§ **Problem statement**
Repeat the following lines word for word, starting with the line that contains "Tag the red building" and ending after the line that contains "<point>328,180</point>".

§ **Extracted entries**
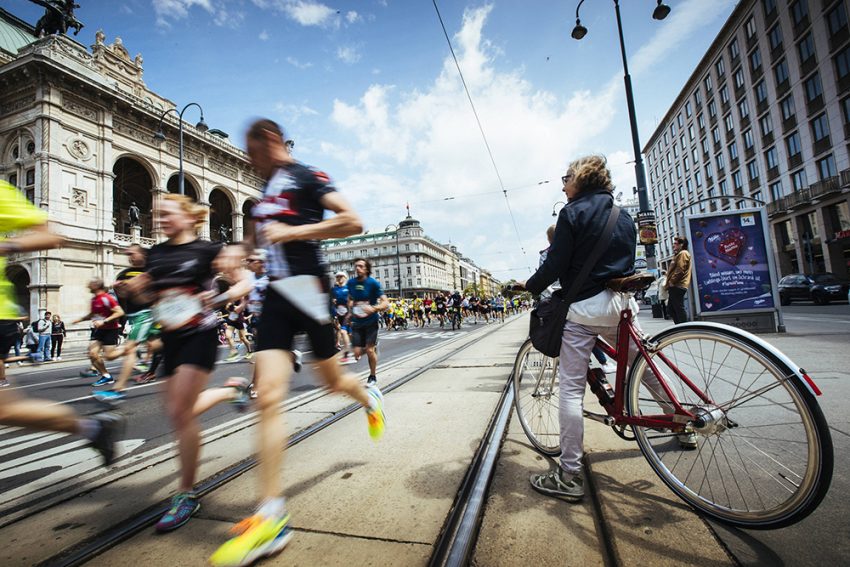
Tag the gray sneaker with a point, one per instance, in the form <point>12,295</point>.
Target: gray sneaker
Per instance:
<point>559,484</point>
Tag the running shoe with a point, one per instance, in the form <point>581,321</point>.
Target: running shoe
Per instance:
<point>109,396</point>
<point>183,505</point>
<point>257,537</point>
<point>375,416</point>
<point>242,396</point>
<point>111,424</point>
<point>104,381</point>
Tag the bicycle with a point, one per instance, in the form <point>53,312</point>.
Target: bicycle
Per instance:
<point>764,455</point>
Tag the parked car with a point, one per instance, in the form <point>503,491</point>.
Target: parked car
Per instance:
<point>820,288</point>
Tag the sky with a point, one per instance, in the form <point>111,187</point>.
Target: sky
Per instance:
<point>370,93</point>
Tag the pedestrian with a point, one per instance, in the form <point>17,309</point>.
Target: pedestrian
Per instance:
<point>366,299</point>
<point>44,328</point>
<point>289,222</point>
<point>678,280</point>
<point>57,337</point>
<point>100,430</point>
<point>663,294</point>
<point>595,310</point>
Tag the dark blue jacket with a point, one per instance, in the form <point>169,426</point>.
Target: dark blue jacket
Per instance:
<point>580,226</point>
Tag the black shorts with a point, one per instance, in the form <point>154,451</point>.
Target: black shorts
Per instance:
<point>282,321</point>
<point>364,336</point>
<point>197,349</point>
<point>8,337</point>
<point>106,337</point>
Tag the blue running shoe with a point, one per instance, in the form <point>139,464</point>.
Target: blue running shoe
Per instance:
<point>183,505</point>
<point>109,396</point>
<point>104,381</point>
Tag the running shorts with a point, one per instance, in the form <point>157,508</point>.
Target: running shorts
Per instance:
<point>8,337</point>
<point>198,348</point>
<point>364,336</point>
<point>140,326</point>
<point>282,320</point>
<point>106,337</point>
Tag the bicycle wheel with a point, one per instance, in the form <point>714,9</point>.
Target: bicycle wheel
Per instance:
<point>763,456</point>
<point>535,382</point>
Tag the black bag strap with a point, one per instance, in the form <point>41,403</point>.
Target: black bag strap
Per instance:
<point>601,245</point>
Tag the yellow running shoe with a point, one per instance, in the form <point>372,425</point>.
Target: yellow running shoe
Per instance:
<point>375,416</point>
<point>258,537</point>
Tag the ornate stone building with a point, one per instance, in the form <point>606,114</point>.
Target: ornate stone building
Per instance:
<point>77,132</point>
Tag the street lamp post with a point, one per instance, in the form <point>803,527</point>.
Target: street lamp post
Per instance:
<point>579,31</point>
<point>397,257</point>
<point>160,136</point>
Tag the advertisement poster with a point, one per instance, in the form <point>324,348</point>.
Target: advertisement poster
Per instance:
<point>730,261</point>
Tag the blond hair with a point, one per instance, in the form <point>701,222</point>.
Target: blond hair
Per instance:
<point>189,207</point>
<point>591,173</point>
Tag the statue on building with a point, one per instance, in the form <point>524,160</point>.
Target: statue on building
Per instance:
<point>58,17</point>
<point>133,214</point>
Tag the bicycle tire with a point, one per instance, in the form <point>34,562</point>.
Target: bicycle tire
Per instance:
<point>535,383</point>
<point>764,459</point>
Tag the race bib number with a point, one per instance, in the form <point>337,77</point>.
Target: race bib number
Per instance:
<point>177,308</point>
<point>359,309</point>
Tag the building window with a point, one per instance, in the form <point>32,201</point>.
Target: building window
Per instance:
<point>799,11</point>
<point>744,109</point>
<point>826,167</point>
<point>792,142</point>
<point>761,92</point>
<point>739,78</point>
<point>806,48</point>
<point>780,72</point>
<point>787,106</point>
<point>820,128</point>
<point>771,156</point>
<point>813,86</point>
<point>748,139</point>
<point>753,170</point>
<point>799,180</point>
<point>774,37</point>
<point>837,19</point>
<point>842,63</point>
<point>766,125</point>
<point>755,60</point>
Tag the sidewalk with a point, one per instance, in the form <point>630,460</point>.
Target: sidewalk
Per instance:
<point>355,502</point>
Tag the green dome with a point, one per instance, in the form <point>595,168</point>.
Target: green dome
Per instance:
<point>14,33</point>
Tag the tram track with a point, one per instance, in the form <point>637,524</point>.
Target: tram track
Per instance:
<point>105,540</point>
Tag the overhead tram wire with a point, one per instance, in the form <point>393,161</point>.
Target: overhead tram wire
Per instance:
<point>483,135</point>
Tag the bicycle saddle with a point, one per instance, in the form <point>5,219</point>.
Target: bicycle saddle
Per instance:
<point>631,284</point>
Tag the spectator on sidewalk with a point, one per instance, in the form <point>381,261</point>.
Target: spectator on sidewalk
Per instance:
<point>44,328</point>
<point>57,337</point>
<point>678,280</point>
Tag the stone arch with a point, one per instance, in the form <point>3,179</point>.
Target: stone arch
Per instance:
<point>221,215</point>
<point>133,183</point>
<point>190,186</point>
<point>19,277</point>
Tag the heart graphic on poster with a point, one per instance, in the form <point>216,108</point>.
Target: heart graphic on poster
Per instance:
<point>726,245</point>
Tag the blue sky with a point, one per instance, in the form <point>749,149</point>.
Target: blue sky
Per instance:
<point>370,94</point>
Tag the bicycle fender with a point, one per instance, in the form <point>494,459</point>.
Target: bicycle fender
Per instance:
<point>771,350</point>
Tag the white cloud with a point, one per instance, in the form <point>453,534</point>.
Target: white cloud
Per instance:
<point>348,54</point>
<point>298,64</point>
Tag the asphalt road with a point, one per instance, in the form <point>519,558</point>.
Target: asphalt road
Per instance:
<point>818,339</point>
<point>33,460</point>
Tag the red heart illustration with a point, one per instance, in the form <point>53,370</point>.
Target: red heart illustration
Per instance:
<point>726,245</point>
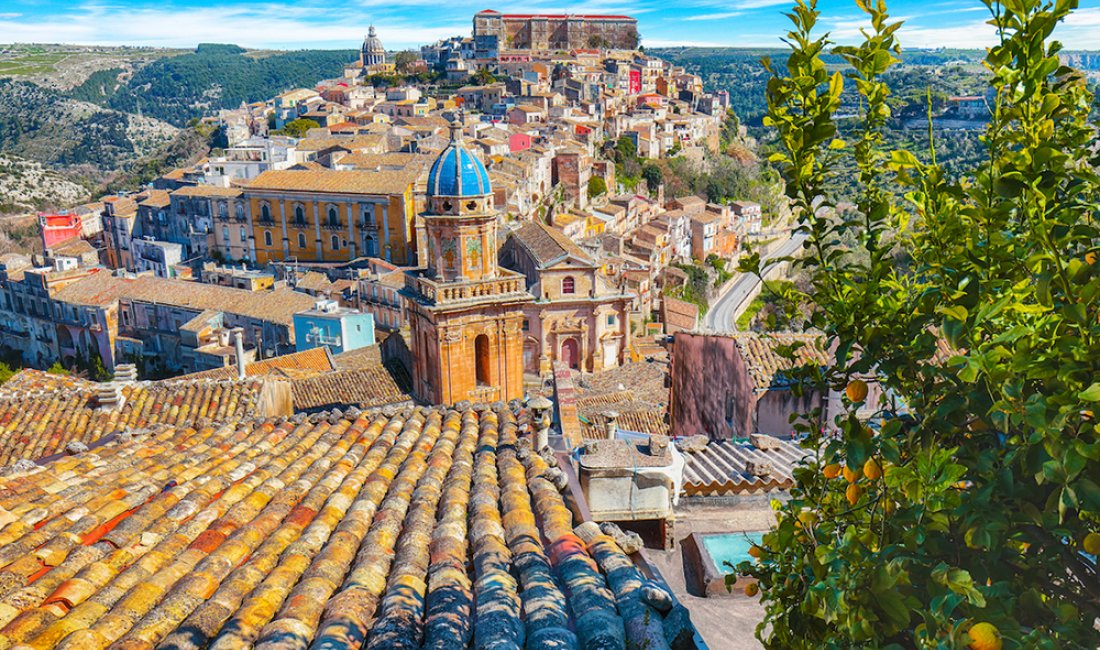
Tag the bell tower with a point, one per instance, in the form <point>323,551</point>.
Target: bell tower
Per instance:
<point>465,312</point>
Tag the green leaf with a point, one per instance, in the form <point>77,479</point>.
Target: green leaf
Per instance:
<point>1090,394</point>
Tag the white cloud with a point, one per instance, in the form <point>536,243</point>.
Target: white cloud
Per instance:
<point>719,15</point>
<point>254,25</point>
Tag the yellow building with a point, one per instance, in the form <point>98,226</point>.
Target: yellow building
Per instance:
<point>332,216</point>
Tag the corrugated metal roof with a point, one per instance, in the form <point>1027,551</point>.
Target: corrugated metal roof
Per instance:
<point>722,469</point>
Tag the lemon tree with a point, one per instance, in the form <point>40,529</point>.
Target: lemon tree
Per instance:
<point>964,517</point>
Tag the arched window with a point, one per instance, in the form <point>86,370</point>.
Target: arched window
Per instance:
<point>482,360</point>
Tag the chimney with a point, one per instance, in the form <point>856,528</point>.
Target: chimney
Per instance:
<point>540,411</point>
<point>239,343</point>
<point>611,425</point>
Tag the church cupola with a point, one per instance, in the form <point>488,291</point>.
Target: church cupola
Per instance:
<point>373,53</point>
<point>460,221</point>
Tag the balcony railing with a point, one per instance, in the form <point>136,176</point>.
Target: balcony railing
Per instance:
<point>468,290</point>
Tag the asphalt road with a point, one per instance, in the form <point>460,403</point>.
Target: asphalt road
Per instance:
<point>723,314</point>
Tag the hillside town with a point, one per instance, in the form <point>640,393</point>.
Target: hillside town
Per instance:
<point>415,278</point>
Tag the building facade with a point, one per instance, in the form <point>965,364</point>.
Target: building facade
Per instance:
<point>329,216</point>
<point>496,32</point>
<point>465,312</point>
<point>339,328</point>
<point>576,318</point>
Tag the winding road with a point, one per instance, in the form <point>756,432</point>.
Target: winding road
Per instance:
<point>724,311</point>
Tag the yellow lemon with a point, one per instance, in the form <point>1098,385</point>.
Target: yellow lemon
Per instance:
<point>856,390</point>
<point>871,470</point>
<point>985,636</point>
<point>853,493</point>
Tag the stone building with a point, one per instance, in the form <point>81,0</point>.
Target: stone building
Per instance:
<point>749,387</point>
<point>328,216</point>
<point>372,53</point>
<point>495,32</point>
<point>578,317</point>
<point>465,312</point>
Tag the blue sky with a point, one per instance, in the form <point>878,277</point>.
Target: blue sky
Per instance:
<point>406,23</point>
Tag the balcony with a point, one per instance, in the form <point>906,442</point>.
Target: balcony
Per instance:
<point>437,292</point>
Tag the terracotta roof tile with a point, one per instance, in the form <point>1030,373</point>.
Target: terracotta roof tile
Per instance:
<point>41,415</point>
<point>363,529</point>
<point>329,180</point>
<point>305,363</point>
<point>767,366</point>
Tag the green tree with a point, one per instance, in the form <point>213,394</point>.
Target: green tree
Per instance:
<point>972,504</point>
<point>651,173</point>
<point>298,128</point>
<point>596,186</point>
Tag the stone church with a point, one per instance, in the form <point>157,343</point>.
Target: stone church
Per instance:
<point>465,312</point>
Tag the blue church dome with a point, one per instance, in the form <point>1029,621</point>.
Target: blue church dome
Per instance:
<point>458,173</point>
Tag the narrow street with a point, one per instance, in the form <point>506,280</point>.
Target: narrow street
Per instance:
<point>723,314</point>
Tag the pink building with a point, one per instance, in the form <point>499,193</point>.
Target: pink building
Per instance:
<point>58,228</point>
<point>518,142</point>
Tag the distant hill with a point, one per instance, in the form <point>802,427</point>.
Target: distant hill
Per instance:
<point>113,117</point>
<point>56,130</point>
<point>178,88</point>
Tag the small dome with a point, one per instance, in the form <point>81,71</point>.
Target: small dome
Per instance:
<point>458,173</point>
<point>372,45</point>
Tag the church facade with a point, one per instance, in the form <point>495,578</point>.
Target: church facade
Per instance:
<point>465,312</point>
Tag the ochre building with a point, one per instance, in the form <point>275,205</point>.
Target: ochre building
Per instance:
<point>495,32</point>
<point>332,216</point>
<point>465,312</point>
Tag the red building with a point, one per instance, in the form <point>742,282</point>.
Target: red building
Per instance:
<point>58,228</point>
<point>518,142</point>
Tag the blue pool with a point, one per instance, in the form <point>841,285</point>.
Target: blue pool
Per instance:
<point>729,547</point>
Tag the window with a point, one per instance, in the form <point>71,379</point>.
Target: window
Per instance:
<point>481,360</point>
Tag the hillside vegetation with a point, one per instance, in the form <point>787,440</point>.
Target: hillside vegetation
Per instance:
<point>212,77</point>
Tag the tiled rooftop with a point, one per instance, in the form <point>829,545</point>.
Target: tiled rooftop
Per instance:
<point>767,367</point>
<point>305,363</point>
<point>42,415</point>
<point>363,387</point>
<point>102,288</point>
<point>547,244</point>
<point>428,527</point>
<point>328,180</point>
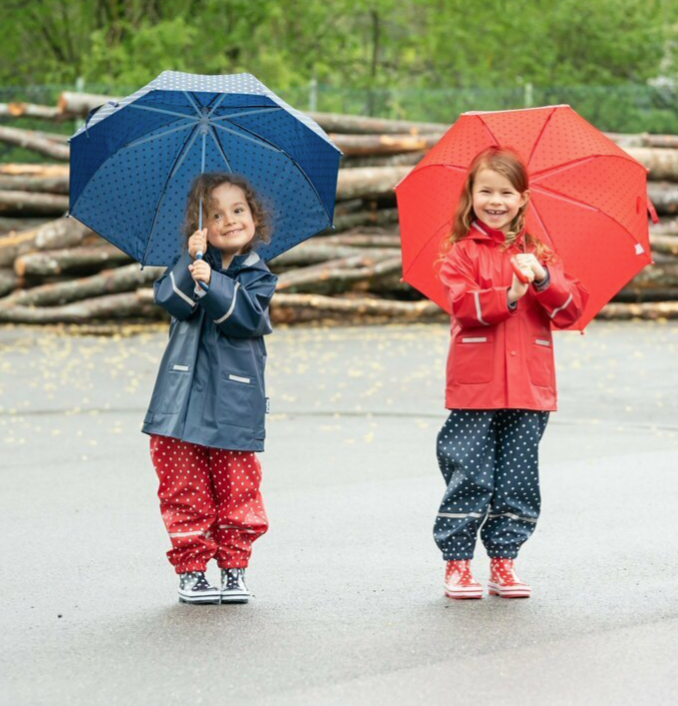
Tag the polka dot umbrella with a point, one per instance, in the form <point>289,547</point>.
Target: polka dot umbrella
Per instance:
<point>588,198</point>
<point>133,161</point>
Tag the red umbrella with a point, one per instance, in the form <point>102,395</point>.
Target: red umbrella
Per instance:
<point>589,198</point>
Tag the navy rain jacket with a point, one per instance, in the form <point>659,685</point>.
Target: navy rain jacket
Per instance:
<point>210,386</point>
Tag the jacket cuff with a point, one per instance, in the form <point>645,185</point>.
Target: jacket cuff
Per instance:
<point>542,284</point>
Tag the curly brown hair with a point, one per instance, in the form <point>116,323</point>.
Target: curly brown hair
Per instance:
<point>202,188</point>
<point>508,164</point>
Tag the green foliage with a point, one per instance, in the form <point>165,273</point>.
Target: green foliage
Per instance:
<point>422,59</point>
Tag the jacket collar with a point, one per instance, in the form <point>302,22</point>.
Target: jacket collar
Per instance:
<point>213,257</point>
<point>481,231</point>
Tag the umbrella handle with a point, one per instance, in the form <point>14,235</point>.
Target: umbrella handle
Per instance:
<point>518,273</point>
<point>204,285</point>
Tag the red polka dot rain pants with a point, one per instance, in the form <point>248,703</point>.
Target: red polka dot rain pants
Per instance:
<point>210,503</point>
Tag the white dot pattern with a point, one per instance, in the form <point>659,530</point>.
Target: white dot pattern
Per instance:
<point>588,198</point>
<point>132,190</point>
<point>210,503</point>
<point>490,462</point>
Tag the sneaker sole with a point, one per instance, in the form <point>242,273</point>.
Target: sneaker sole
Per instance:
<point>464,594</point>
<point>210,599</point>
<point>496,590</point>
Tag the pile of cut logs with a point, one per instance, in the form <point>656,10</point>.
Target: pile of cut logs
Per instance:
<point>53,269</point>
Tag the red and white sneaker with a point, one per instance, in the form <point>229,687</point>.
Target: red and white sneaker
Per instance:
<point>459,583</point>
<point>504,581</point>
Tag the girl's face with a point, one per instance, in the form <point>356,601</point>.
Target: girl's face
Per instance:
<point>496,202</point>
<point>230,224</point>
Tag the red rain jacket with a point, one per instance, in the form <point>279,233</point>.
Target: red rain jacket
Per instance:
<point>502,358</point>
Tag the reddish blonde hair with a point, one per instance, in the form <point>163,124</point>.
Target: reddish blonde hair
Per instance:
<point>507,163</point>
<point>202,188</point>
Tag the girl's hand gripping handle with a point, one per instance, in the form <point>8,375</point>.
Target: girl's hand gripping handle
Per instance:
<point>204,285</point>
<point>518,272</point>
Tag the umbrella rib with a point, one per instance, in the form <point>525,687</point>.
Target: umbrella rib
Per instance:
<point>294,162</point>
<point>143,140</point>
<point>216,105</point>
<point>541,132</point>
<point>177,163</point>
<point>485,125</point>
<point>259,142</point>
<point>570,200</point>
<point>160,110</point>
<point>182,155</point>
<point>193,102</point>
<point>550,171</point>
<point>421,250</point>
<point>221,151</point>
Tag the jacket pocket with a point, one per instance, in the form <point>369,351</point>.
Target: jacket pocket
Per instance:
<point>177,382</point>
<point>473,358</point>
<point>240,402</point>
<point>540,360</point>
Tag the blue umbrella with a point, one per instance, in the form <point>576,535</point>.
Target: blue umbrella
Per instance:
<point>133,162</point>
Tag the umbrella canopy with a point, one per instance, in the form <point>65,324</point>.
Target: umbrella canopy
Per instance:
<point>133,162</point>
<point>588,198</point>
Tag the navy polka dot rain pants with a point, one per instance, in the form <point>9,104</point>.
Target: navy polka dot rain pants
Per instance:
<point>489,459</point>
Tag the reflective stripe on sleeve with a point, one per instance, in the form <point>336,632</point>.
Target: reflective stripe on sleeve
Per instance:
<point>476,296</point>
<point>176,290</point>
<point>232,307</point>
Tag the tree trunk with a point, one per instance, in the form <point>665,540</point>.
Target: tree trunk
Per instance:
<point>74,260</point>
<point>28,110</point>
<point>357,125</point>
<point>650,310</point>
<point>293,308</point>
<point>644,294</point>
<point>384,144</point>
<point>15,225</point>
<point>122,279</point>
<point>51,185</point>
<point>664,196</point>
<point>375,217</point>
<point>363,240</point>
<point>658,275</point>
<point>662,163</point>
<point>8,281</point>
<point>643,139</point>
<point>36,170</point>
<point>78,105</point>
<point>395,160</point>
<point>377,181</point>
<point>20,202</point>
<point>31,141</point>
<point>665,244</point>
<point>61,233</point>
<point>112,306</point>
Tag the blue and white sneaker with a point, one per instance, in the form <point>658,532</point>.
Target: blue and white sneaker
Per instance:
<point>195,588</point>
<point>233,588</point>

§ **Worked solution**
Tag the red building with a point, one per instance, in the form <point>742,282</point>.
Target: red building
Per instance:
<point>58,228</point>
<point>518,142</point>
Tag the blue pool with a point, one per instance, in the form <point>841,285</point>.
Target: blue pool
Per instance:
<point>729,547</point>
Tag the window with a point, one per instance, in the form <point>71,379</point>.
Target: window
Per instance:
<point>481,360</point>
Tag the hillside vegetation with a point, one per instance, in the form <point>787,440</point>.
Target: hillside vegetation
Per instance:
<point>212,77</point>
Tag the tiled rooftop with a point, one per instance, in the form <point>829,545</point>.
Target: tiled rooftop
Per instance:
<point>767,367</point>
<point>305,363</point>
<point>42,415</point>
<point>363,387</point>
<point>102,288</point>
<point>547,244</point>
<point>428,527</point>
<point>328,180</point>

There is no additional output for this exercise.